** begin **

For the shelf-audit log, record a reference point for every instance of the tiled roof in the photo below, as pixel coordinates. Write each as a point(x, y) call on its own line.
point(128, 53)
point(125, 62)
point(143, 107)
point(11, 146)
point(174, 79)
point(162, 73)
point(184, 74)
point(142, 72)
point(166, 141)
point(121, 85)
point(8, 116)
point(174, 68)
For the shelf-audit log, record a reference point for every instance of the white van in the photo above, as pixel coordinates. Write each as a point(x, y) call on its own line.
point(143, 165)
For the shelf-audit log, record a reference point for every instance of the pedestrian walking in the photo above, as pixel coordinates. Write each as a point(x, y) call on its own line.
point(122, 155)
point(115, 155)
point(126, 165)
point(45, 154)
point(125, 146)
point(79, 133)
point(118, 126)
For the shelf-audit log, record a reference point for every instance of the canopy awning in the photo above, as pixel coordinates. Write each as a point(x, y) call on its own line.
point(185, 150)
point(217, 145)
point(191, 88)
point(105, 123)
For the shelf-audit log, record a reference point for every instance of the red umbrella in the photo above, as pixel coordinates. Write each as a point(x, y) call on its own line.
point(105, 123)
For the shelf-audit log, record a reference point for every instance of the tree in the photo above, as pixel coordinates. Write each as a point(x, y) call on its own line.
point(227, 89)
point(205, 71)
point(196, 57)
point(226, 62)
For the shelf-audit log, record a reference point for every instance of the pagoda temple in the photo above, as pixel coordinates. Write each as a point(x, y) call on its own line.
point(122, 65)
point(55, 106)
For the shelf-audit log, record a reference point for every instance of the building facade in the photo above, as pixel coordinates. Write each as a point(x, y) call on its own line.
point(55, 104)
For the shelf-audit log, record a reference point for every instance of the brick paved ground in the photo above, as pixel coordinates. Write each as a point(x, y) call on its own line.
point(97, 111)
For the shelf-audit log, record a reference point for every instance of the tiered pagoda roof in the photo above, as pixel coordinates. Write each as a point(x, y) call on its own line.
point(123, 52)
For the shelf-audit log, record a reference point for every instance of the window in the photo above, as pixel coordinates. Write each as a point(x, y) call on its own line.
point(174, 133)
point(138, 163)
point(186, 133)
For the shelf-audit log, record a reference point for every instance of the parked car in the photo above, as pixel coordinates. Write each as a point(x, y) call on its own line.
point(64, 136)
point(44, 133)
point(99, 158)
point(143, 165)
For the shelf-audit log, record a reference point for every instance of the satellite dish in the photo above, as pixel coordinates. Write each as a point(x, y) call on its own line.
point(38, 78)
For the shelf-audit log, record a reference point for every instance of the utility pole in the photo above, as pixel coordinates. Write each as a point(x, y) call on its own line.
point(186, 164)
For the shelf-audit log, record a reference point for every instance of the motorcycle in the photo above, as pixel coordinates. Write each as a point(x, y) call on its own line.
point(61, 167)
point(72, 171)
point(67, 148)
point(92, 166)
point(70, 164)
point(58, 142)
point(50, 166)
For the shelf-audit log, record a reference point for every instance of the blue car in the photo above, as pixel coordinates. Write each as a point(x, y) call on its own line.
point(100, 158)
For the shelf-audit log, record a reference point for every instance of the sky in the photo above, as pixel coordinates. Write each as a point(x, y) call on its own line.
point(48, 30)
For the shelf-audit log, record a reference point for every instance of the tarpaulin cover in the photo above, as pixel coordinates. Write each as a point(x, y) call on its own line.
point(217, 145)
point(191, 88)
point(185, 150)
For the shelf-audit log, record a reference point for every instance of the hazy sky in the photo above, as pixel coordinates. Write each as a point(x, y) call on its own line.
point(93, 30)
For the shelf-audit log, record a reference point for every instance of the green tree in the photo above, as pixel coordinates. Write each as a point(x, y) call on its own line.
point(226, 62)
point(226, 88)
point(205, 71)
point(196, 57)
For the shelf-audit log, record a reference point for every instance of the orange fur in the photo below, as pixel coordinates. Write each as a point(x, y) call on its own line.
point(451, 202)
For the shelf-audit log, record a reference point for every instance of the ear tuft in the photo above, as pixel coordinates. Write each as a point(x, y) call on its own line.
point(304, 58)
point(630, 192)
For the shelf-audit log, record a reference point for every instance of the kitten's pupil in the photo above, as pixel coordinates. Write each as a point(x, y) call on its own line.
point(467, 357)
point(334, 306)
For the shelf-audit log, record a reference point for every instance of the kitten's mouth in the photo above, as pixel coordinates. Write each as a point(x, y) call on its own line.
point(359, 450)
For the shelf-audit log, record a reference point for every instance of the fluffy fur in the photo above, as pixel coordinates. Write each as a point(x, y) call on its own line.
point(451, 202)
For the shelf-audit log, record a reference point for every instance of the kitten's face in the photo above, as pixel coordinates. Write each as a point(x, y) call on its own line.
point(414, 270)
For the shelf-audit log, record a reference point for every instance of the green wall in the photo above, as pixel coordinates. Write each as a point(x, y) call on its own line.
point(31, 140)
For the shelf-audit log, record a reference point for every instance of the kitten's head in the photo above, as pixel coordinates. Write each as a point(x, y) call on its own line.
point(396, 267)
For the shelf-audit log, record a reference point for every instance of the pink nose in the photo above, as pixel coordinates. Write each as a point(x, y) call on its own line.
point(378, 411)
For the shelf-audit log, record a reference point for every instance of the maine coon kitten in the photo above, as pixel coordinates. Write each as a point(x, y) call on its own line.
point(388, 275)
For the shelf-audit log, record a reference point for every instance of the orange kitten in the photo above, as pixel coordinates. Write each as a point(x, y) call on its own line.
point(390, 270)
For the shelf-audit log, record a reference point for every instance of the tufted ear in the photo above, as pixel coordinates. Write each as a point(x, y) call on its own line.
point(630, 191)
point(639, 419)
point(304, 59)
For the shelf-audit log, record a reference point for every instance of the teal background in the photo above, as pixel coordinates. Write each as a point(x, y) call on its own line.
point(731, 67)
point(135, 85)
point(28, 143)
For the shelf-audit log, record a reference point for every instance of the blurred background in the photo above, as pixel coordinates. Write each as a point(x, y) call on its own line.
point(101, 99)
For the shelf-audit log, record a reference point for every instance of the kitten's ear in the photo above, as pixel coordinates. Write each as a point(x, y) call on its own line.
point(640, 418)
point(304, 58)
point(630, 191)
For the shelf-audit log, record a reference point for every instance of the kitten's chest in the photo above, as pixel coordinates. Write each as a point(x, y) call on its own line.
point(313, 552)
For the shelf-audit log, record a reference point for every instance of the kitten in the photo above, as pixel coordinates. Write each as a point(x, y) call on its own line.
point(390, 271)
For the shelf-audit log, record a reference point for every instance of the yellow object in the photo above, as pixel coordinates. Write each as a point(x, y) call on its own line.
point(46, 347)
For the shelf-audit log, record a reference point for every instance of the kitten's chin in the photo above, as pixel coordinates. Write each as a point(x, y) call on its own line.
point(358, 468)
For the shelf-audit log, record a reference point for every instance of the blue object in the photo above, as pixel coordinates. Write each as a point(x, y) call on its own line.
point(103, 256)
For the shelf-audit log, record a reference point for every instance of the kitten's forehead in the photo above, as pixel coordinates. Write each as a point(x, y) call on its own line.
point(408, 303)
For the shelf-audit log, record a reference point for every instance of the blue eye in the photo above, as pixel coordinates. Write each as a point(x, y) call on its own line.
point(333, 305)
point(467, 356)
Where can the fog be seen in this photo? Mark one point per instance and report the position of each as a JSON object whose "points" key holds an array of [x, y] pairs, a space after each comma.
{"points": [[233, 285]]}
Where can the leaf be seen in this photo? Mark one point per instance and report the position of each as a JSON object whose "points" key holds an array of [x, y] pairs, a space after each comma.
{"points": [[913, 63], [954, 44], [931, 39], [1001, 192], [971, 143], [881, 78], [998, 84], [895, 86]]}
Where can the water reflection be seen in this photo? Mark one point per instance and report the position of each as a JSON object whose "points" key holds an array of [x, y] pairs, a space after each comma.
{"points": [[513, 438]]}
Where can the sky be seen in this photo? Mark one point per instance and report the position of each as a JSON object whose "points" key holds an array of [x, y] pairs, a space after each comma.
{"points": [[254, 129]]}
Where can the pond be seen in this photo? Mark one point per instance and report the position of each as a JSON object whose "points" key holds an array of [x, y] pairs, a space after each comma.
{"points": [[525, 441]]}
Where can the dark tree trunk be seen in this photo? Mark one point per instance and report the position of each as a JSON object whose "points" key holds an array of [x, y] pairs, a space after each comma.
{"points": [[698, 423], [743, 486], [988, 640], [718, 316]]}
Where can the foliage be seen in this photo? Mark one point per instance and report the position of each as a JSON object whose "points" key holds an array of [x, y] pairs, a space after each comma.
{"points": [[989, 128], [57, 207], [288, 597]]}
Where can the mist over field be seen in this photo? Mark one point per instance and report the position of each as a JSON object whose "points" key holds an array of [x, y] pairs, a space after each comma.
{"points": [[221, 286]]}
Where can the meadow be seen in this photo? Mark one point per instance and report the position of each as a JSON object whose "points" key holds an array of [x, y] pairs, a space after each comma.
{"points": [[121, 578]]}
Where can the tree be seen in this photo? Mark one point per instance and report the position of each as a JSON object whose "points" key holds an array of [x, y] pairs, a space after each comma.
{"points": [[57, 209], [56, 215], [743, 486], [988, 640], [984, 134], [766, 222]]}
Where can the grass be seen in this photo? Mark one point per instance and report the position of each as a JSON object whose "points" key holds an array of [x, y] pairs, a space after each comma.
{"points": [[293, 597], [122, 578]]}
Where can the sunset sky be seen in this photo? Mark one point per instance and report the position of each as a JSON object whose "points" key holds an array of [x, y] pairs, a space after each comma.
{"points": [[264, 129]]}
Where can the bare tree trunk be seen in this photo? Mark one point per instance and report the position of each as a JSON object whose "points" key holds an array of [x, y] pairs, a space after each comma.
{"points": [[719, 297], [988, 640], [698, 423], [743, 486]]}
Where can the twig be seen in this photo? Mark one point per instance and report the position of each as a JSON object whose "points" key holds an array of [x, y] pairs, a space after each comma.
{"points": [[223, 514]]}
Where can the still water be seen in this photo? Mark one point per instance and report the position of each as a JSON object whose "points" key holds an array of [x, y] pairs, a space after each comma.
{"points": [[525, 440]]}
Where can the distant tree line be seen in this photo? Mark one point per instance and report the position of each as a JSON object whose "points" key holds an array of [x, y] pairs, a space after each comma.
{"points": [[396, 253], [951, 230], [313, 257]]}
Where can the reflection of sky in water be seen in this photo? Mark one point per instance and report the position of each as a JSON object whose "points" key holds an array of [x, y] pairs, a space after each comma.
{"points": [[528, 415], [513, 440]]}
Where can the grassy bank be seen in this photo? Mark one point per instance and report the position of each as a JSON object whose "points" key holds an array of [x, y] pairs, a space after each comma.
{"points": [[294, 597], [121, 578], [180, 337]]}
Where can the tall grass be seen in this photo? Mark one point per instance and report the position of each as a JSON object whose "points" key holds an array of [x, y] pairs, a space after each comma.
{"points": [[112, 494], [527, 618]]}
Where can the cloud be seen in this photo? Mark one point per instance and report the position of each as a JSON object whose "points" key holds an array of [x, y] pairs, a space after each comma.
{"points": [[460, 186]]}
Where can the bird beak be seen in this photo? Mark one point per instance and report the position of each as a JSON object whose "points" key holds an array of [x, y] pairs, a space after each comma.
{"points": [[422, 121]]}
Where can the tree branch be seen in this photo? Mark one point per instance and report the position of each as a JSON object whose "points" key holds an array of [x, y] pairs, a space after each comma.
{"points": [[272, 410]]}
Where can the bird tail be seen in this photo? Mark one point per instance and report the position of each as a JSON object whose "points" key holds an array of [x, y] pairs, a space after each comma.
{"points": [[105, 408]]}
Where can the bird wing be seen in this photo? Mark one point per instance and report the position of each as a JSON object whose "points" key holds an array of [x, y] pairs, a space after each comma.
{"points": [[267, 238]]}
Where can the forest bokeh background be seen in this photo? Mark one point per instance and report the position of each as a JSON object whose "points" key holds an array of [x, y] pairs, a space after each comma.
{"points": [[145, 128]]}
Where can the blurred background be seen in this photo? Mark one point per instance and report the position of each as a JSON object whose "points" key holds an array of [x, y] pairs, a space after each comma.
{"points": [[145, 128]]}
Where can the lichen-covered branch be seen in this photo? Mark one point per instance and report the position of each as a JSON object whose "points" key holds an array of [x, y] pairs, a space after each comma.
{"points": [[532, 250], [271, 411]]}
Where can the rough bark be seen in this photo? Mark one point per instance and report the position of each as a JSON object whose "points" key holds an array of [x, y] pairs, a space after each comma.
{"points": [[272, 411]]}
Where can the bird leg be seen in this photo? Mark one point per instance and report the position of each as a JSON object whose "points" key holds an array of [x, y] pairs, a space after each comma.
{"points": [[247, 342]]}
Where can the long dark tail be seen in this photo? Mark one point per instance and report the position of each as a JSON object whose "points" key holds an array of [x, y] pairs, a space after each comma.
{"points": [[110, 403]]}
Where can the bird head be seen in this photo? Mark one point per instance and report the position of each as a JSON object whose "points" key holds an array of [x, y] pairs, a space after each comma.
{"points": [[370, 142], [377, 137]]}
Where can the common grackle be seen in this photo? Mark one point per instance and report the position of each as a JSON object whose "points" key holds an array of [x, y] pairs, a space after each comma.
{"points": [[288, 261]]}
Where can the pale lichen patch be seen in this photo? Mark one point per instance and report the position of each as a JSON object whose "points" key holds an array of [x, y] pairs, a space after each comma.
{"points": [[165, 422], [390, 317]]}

** end **

WHAT NEEDS TO BE DONE >>
Please echo back the part of the material that opens with the line containing "of the motorcycle" and closes with the line containing "point(48, 30)", both lines included.

WORKED ANSWER >>
For the shelf-audit log, record a reference point for every instance of the motorcycle in the photo above, as pixel coordinates. Write each as a point(x, y) call on its own line.
point(61, 167)
point(72, 171)
point(67, 148)
point(92, 166)
point(70, 164)
point(58, 142)
point(50, 166)
For the shelf-audit log, record a reference point for every instance of the blue car in the photo above, as pixel coordinates. Write each as a point(x, y) call on its own line.
point(100, 158)
For the shelf-audit log, record a reference point for every instance of the sky in the photo above, as pixel coordinates. Write each as a point(x, y) call on its own line.
point(48, 30)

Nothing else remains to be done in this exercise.